▶ Listing:
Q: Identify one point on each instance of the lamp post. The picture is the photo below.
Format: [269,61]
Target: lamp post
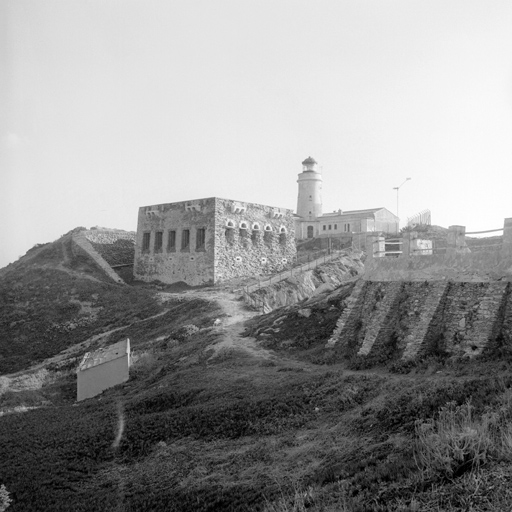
[397,189]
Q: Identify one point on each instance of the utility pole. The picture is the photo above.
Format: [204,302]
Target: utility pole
[397,189]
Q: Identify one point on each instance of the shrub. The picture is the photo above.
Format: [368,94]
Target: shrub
[455,442]
[5,500]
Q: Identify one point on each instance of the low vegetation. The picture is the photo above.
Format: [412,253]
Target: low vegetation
[288,429]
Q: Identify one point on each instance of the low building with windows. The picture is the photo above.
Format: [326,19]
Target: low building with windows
[206,241]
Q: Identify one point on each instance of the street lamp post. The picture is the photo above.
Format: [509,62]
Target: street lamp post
[397,189]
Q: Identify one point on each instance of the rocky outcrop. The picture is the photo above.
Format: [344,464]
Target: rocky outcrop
[299,286]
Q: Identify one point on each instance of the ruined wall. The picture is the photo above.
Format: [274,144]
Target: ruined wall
[251,239]
[302,285]
[175,263]
[80,244]
[476,267]
[116,246]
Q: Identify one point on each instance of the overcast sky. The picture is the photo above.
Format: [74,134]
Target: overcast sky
[108,105]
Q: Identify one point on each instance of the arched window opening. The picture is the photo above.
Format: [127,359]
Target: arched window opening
[230,235]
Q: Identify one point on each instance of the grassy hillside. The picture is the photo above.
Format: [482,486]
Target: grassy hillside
[237,432]
[272,425]
[53,298]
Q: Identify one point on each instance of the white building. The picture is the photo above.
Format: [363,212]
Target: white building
[311,222]
[103,369]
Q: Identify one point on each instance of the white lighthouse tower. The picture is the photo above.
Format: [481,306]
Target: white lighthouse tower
[309,202]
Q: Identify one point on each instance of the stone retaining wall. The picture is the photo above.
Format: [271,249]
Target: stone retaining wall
[404,320]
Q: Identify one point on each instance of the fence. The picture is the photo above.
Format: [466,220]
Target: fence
[456,241]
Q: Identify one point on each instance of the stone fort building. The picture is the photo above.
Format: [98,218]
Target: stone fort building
[206,241]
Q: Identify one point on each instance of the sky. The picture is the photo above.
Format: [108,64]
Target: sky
[109,105]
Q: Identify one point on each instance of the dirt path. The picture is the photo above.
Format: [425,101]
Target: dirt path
[231,325]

▶ Problem statement:
Output the line holding "Q: Identify one point on each instance of the white lighthouse", then every later line through the end of the records above, exactly as given and nothing else.

▶ Response below:
Q: Identify one point on each instance of the white lighthouse tower. The picture is the photo above.
Format: [481,306]
Target: white lighthouse tower
[309,202]
Q: Identify one point on each instance of the stone retaining wall. The picture is the photo above.
Format: [271,249]
Target: stone retaining wall
[404,320]
Q: Identify one point on each instance of the fence. The picture is the photo above.
Format: [466,220]
Target: fence
[456,241]
Q: Identify one point on each instance of the stone fort building. The picture is the photo above.
Format: [98,218]
Target: stone fort building
[206,241]
Q: Identify one point on each instance of the sky. The picture is the photo above.
Format: [108,64]
Target: sky
[109,105]
Q: Identify one point on each instance of the dirt path. The picture is the photo above.
Format: [425,101]
Target: dirt path
[231,325]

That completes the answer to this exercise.